Reproduce the whole listing exactly and let no picture into the copy.

Segment Start: MATERIAL SHOWN

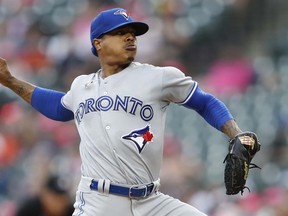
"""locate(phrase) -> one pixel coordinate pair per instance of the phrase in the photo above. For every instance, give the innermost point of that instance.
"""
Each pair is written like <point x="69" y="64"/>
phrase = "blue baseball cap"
<point x="109" y="20"/>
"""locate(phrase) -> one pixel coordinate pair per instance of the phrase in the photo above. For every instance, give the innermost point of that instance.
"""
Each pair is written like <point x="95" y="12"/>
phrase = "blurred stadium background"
<point x="236" y="49"/>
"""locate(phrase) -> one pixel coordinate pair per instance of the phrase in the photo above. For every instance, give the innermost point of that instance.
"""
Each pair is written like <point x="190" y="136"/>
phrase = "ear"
<point x="97" y="44"/>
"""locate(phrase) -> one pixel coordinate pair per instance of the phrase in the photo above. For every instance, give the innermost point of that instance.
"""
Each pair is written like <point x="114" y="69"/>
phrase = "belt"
<point x="141" y="191"/>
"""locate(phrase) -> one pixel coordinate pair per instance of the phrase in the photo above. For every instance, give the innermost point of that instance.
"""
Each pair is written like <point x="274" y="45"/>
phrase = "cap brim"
<point x="140" y="27"/>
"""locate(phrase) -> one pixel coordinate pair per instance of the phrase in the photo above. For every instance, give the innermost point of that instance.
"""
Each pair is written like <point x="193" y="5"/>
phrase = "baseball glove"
<point x="242" y="149"/>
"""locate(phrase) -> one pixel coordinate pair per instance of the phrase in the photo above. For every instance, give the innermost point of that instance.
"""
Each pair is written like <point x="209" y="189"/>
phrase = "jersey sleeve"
<point x="176" y="87"/>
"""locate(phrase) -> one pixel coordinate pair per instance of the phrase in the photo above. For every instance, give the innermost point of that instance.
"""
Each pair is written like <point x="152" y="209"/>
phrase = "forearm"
<point x="21" y="88"/>
<point x="230" y="128"/>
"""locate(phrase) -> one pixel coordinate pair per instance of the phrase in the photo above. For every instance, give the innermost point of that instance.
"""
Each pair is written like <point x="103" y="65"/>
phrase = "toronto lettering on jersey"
<point x="127" y="104"/>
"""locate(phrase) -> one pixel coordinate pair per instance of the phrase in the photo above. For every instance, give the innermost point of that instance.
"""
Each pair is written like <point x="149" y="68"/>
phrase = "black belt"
<point x="131" y="192"/>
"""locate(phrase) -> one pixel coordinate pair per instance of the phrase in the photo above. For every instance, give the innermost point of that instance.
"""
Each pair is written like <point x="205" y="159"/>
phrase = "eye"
<point x="120" y="32"/>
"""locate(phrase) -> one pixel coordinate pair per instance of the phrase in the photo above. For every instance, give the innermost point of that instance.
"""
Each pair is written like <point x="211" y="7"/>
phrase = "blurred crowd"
<point x="235" y="49"/>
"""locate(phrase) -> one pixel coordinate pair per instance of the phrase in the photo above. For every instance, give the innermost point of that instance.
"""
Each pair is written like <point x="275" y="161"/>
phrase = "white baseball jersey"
<point x="121" y="120"/>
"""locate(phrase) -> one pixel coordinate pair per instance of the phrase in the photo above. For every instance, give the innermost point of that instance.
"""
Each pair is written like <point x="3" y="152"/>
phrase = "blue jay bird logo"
<point x="140" y="137"/>
<point x="123" y="13"/>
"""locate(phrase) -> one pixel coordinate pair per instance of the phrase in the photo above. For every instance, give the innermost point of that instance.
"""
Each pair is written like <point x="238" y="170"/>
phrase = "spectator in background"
<point x="53" y="200"/>
<point x="230" y="74"/>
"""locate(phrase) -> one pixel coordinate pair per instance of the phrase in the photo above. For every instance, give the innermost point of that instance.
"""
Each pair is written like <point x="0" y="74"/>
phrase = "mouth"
<point x="131" y="47"/>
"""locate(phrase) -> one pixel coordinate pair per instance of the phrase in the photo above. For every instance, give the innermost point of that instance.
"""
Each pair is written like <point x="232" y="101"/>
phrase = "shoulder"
<point x="163" y="69"/>
<point x="83" y="80"/>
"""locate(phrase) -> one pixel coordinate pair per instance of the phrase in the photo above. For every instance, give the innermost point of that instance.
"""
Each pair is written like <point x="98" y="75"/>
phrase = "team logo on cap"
<point x="122" y="13"/>
<point x="140" y="137"/>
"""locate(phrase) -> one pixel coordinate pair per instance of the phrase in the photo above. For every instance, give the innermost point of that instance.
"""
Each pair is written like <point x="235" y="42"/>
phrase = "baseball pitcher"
<point x="120" y="113"/>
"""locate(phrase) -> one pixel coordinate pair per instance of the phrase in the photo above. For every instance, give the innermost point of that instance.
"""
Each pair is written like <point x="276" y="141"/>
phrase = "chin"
<point x="131" y="58"/>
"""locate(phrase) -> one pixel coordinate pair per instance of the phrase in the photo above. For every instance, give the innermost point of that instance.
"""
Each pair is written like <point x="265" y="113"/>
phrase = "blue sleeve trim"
<point x="190" y="93"/>
<point x="210" y="108"/>
<point x="48" y="102"/>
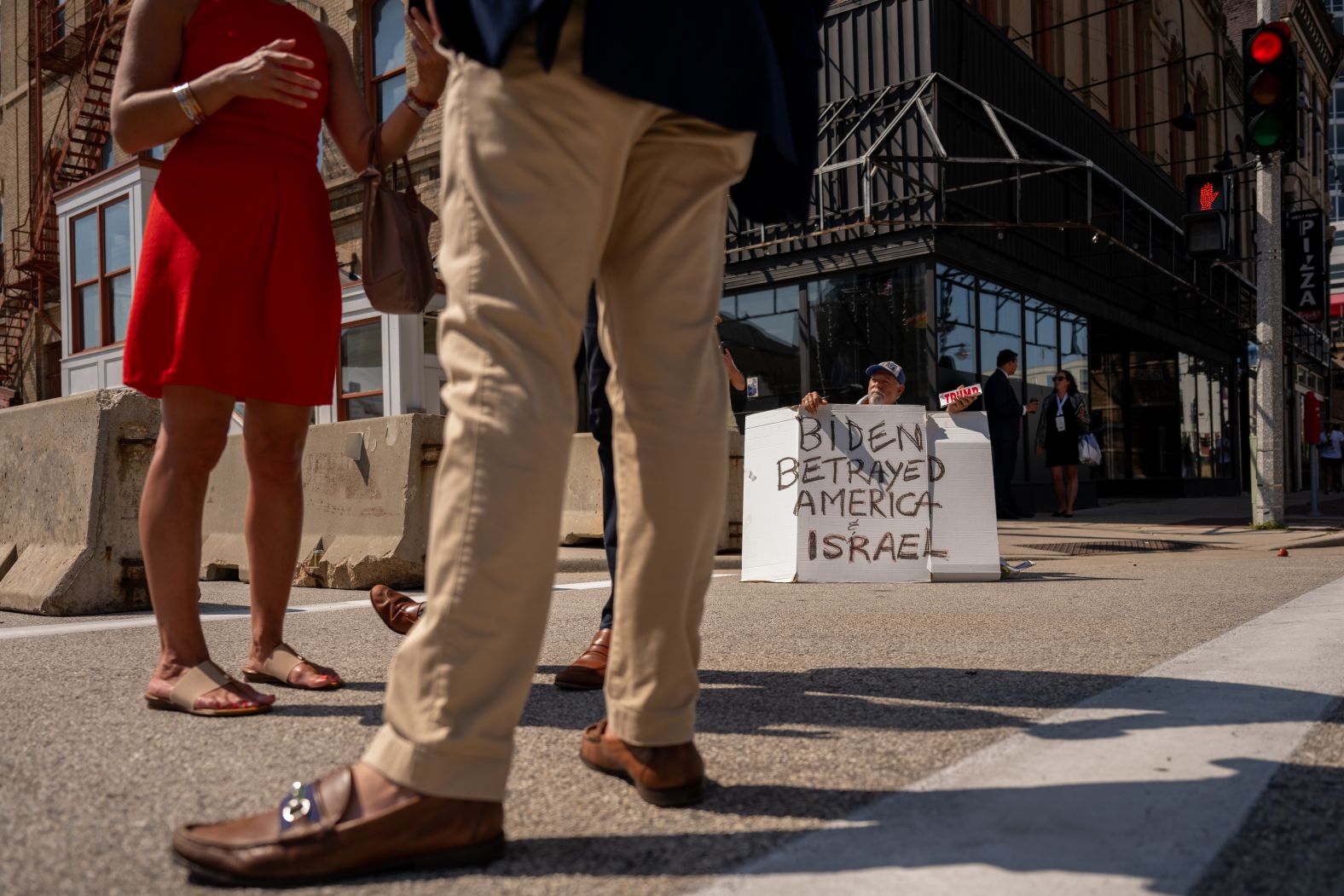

Segment End: MATERIAL SHOWN

**RESPONSE TO THE EXERCISE**
"""locate(phrase) -> one pixel coordinate pair per instance of the phrase in the photo above. For every instance, give the innermost point of that instance.
"""
Each pair is written like <point x="69" y="64"/>
phrase = "blue baseball cap"
<point x="109" y="20"/>
"""locate(phrase) -> one pixel coordinate pair per instance of the phrase in the photo above. For every instance, give the innermost point of that instance.
"""
Each pair is written like <point x="95" y="12"/>
phrase = "blurred stadium background"
<point x="236" y="49"/>
"""locate(phrase) -> one pixel coordinate pair per instance of the phrase in the photo above. For every instance, give the innermost point of that instance.
"""
Each pair is written like <point x="190" y="136"/>
phrase = "ear"
<point x="97" y="44"/>
"""locate(phrase) -> one pixel coordinate pair per instance of the phrase in the photo above. For every instance, give the innermost point of that instance.
"""
Each pair is written like <point x="114" y="69"/>
phrase = "belt"
<point x="141" y="191"/>
"""locate(phrase) -> one pixel coordinate pair per instance of the phrase in the photo above. For every instance, give the innermost point of that instance.
"""
Each pair is written like <point x="274" y="45"/>
phrase = "cap brim"
<point x="140" y="27"/>
"""locate(phrase) -> one pixel coordinate pair per instance of the phrase in the photo above. For every instance, give the innermost point of that instance.
"""
Each pair is written like <point x="193" y="5"/>
phrase = "baseball glove"
<point x="242" y="149"/>
"""locate(phrase) -> one pixel coordinate pair per instance of the phrase in the photo above. For every instance, give the innermost point of that instance.
"""
Each pair is written like <point x="209" y="189"/>
phrase = "jersey sleeve"
<point x="176" y="87"/>
"""locate(phrase) -> one pixel coordinate pair per instance of the phrase in the photo above. For every instance, give the innermost point of that instance.
"""
Each pair is written like <point x="152" y="209"/>
phrase = "forearm"
<point x="21" y="88"/>
<point x="230" y="128"/>
"""locate(phrase) -> one pixel coordinate pair per instance of the phrase in the photo above. For every instance, give the innermost point of that instance.
"""
Each pair is written like <point x="103" y="65"/>
phrase = "toronto lettering on jersey"
<point x="127" y="104"/>
"""locate(phrase) -> one pixel coordinate pair per instance of the phrase in the photo above. For every instance, give the innermost point of that instance.
"""
Each pair is written like <point x="149" y="68"/>
phrase = "black belt"
<point x="131" y="192"/>
"""locate(phrase) -> one pixel coordinate pair per instance of the phrase in the photo above. For every instance, give the innermost point of that instance.
"""
Each pair is written like <point x="205" y="159"/>
phrase = "eye"
<point x="120" y="32"/>
"""locate(phrase) -> one pixel coordinate pair per instance of the phrase in the photo above. For every instance, give the innermost point of that instance.
"""
Each pair is written like <point x="211" y="7"/>
phrase = "blurred crowd"
<point x="235" y="49"/>
"""locate(phrase) -> one pixel coordinate pair per instance of the phrase in the photo above. For every instance, give the innermost point of that instance.
"""
Each pair is written like <point x="275" y="161"/>
phrase = "white baseball jersey"
<point x="121" y="120"/>
"""locate(phrase) -> one pixel coordinate pair per instance of the phrase in the photo above. For every instance, give the innermost point of that instance.
"""
Each pair is written like <point x="3" y="152"/>
phrase = "blue jay bird logo"
<point x="140" y="137"/>
<point x="123" y="13"/>
"""locate(phrase) -> one pixel coordinate pair per instance of the phrase in the photo above. For every instance, give the innermost point of that instance.
"""
Each pair is written like <point x="238" y="170"/>
phrase = "spectator in background"
<point x="53" y="200"/>
<point x="230" y="74"/>
"""locate(phrase) -> one pixel coordinate pair per instance of the phrase in the photo above. For every instance, give the innermost point of that instance.
"""
Each pair is written like <point x="0" y="74"/>
phrase = "mouth"
<point x="131" y="47"/>
"""locate(phrase) -> one pixel coordinate pair per instance of the phrase in the photo above. For every instance, give the innermost point of that instance.
"""
Each pair is written like <point x="232" y="101"/>
phrase = "shoulder"
<point x="163" y="69"/>
<point x="83" y="80"/>
"""locate(phrase) -> one pixel coordinate pair per instance of the phrase in the photo above. For every instance, give the innermost point of that instance.
"""
Each pair is written like <point x="98" y="75"/>
phrase = "team logo on cap"
<point x="122" y="13"/>
<point x="140" y="137"/>
"""locate(phrase) -> one pixel coordinate pair per instance of the phrase in the photo above. For every instance, give the innermost point of that instance.
"""
Each pair is written like <point x="235" y="42"/>
phrase = "baseball pitcher"
<point x="120" y="113"/>
"""locate(phrase) -> one pixel coordinate pair per instance of the phrase in the photo above. For every instance, give the innermost point of that instance.
"""
Each pair is written like <point x="276" y="141"/>
phrase = "chin"
<point x="131" y="58"/>
"""locate(phrase) -> one pixel coordinate pair per instance of the phrase in the photo above. For every instance, give the innermost point of that instance.
"""
Each pair is written like <point x="265" y="113"/>
phrase = "blue sleeve trim"
<point x="190" y="93"/>
<point x="210" y="108"/>
<point x="48" y="102"/>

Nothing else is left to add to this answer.